[Data items]
_ _ _ _ _ _ _

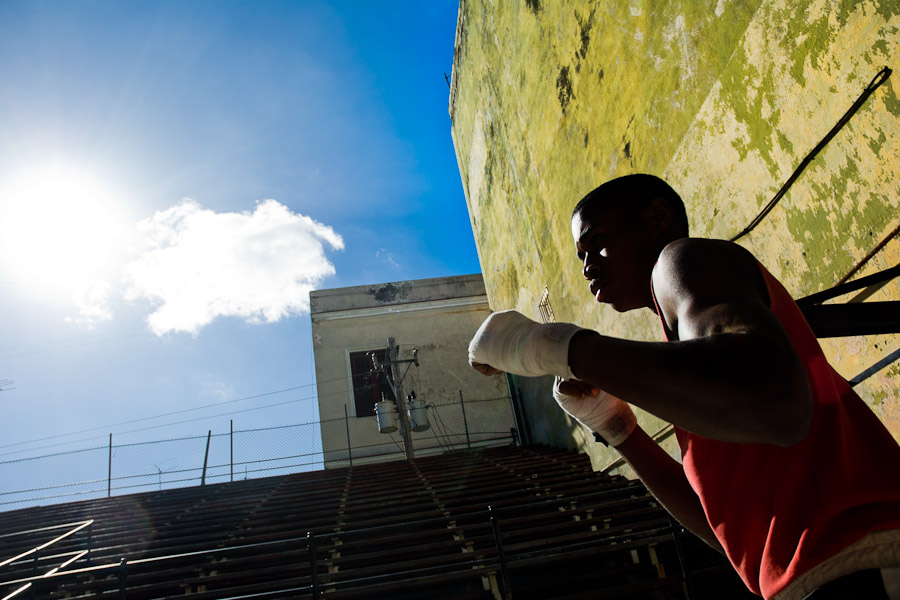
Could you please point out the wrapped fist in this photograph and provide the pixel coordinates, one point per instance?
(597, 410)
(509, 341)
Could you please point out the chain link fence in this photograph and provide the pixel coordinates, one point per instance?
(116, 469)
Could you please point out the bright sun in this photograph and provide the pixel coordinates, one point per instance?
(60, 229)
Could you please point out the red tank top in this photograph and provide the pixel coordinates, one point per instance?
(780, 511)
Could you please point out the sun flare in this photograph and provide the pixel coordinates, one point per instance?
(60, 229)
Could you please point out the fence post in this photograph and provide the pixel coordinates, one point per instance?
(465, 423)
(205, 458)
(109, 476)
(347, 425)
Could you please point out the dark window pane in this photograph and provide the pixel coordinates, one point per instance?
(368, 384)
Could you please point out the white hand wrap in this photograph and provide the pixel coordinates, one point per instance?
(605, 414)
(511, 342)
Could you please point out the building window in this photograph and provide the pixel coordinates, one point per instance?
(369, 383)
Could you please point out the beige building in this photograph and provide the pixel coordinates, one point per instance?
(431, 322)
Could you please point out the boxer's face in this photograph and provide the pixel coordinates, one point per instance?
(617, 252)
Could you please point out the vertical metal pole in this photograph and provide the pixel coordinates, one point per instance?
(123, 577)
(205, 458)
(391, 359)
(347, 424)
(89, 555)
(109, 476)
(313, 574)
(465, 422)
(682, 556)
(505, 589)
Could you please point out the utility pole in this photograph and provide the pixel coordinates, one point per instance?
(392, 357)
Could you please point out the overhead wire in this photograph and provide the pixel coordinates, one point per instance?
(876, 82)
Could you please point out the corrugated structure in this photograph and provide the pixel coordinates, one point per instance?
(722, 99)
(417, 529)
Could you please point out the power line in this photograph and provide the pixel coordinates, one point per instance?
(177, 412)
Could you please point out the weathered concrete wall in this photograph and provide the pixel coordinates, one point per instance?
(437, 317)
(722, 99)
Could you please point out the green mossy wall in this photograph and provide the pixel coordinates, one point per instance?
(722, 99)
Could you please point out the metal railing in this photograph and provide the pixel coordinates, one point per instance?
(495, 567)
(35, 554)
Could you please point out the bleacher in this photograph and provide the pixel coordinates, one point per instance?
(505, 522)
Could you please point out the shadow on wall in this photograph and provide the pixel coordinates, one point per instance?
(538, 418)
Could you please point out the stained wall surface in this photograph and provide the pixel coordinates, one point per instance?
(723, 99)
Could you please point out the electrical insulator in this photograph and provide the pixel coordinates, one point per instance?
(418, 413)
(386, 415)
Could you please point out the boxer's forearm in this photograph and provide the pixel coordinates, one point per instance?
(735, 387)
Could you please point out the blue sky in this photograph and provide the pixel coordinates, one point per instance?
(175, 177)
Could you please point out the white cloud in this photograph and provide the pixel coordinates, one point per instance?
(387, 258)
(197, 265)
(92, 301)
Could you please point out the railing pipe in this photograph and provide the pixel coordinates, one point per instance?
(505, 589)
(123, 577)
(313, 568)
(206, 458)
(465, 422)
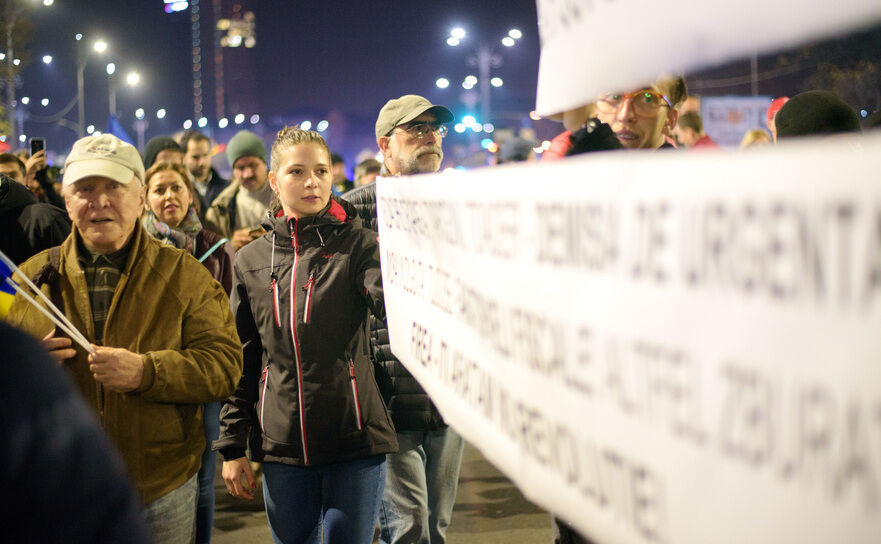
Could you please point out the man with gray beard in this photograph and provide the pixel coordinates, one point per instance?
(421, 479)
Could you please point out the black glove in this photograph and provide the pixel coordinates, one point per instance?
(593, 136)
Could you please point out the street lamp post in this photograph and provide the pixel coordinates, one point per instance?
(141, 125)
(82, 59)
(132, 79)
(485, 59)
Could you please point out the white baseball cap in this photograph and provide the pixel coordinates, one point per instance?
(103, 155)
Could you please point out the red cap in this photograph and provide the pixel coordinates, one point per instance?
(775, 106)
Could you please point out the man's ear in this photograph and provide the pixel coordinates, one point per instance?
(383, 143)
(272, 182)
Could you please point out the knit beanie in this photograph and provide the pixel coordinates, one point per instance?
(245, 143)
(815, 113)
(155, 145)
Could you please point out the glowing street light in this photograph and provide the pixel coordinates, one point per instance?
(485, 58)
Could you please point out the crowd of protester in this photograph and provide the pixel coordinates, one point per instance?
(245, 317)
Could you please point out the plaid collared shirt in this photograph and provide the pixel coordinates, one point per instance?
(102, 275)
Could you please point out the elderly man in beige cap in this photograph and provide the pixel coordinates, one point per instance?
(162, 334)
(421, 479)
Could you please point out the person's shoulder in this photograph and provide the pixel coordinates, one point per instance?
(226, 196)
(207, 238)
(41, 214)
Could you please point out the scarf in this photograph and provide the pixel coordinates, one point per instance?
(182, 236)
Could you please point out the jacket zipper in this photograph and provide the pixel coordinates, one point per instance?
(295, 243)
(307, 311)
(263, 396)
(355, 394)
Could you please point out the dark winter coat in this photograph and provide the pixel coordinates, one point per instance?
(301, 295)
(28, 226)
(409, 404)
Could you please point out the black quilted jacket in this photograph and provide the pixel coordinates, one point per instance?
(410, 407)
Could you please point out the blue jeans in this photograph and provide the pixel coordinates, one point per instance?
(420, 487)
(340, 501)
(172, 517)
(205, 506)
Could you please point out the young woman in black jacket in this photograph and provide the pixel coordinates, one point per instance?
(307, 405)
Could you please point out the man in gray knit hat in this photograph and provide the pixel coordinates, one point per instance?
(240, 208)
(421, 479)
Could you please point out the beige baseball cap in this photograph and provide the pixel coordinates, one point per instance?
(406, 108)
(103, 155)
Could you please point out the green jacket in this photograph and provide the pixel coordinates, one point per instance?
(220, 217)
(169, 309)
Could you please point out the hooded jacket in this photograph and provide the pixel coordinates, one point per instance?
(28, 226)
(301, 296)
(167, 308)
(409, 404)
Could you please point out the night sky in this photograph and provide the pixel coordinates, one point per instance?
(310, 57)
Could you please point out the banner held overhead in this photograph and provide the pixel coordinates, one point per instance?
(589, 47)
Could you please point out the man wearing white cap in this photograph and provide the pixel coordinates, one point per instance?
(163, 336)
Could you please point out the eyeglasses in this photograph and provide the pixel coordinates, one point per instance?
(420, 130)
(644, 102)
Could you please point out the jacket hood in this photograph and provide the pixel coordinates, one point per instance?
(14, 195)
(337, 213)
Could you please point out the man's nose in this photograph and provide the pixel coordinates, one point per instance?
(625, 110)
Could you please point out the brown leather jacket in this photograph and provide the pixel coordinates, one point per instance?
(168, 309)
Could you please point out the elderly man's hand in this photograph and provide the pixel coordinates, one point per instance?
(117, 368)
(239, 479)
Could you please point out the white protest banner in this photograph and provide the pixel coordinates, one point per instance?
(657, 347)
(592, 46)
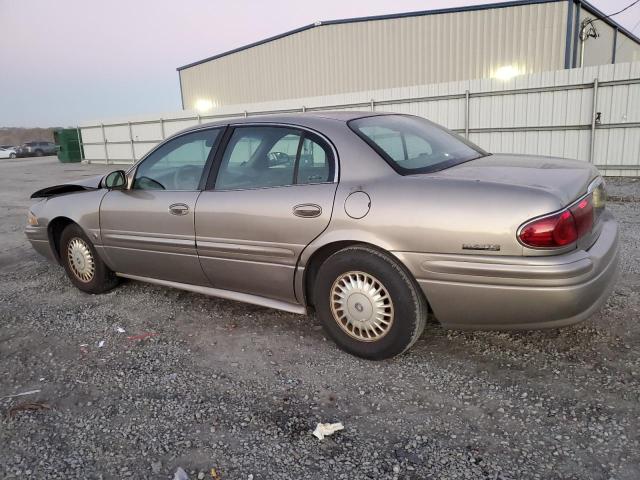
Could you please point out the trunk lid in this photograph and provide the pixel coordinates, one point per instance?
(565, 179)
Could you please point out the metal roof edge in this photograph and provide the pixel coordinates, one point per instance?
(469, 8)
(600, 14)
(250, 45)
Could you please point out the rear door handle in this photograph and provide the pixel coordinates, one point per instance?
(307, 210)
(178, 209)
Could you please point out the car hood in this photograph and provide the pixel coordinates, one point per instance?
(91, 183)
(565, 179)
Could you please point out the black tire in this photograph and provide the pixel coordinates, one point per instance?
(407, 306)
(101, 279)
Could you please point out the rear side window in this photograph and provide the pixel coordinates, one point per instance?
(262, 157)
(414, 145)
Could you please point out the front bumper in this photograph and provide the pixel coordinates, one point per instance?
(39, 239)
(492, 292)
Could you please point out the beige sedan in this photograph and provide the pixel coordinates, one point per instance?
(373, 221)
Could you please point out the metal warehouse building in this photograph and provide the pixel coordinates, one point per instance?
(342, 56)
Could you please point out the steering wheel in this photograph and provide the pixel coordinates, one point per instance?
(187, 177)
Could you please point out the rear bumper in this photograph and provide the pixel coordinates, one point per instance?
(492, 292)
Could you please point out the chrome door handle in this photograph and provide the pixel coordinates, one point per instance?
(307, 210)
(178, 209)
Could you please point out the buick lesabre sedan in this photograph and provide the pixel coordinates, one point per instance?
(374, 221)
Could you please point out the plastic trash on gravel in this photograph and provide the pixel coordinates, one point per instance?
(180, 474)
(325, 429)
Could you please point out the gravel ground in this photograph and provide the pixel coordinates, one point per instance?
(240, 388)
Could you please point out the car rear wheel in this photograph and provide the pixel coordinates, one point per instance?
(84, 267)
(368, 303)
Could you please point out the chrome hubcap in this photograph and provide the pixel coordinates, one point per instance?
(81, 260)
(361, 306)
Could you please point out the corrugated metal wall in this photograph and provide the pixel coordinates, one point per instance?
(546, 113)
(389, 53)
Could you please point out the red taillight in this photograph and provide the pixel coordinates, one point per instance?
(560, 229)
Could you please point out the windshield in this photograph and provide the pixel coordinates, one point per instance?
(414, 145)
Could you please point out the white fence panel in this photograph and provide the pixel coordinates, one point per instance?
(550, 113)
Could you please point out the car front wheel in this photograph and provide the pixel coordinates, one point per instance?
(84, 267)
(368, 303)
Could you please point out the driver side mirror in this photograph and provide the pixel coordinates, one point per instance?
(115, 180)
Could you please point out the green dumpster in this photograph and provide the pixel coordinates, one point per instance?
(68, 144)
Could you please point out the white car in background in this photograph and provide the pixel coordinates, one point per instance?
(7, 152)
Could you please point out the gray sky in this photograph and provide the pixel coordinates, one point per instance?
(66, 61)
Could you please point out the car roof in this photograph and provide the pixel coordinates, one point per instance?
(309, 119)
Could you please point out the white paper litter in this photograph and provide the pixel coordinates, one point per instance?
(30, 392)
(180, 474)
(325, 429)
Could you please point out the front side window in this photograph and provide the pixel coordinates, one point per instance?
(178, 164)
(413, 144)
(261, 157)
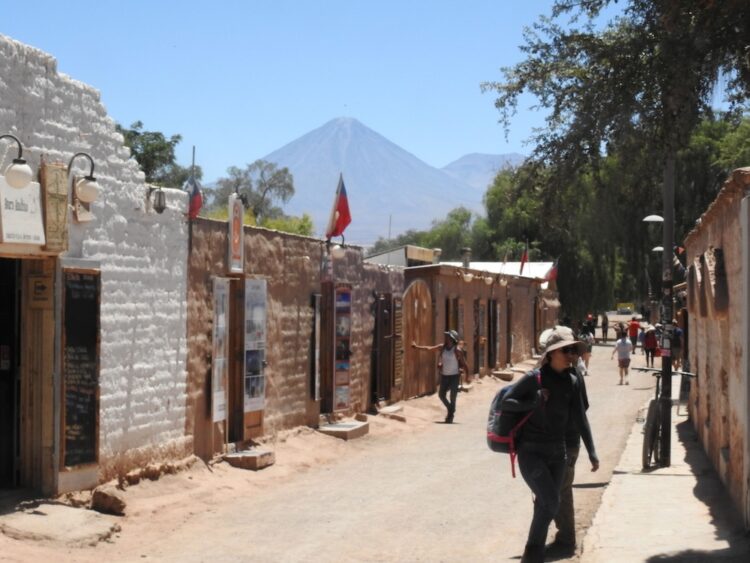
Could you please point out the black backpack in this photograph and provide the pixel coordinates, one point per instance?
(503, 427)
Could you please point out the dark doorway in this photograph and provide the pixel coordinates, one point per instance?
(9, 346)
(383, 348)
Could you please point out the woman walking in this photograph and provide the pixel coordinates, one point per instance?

_ _ _ _ _ _ _

* **Your assignment**
Write out, word for word, the line containing "Could you please point out the black backpack" and all the lines after it in the entries above, and nothing more.

* **Answer**
Could you please point out the black backpack in this photograph and provide the pixel coordinates, one point per instance?
(503, 427)
Could you please point out the dark doorway in this photograph and provide the pixel coordinates, one point per instance?
(9, 346)
(383, 348)
Could you please point out the woman walking in this photograph and provide the pixel coordinates, one point per instance?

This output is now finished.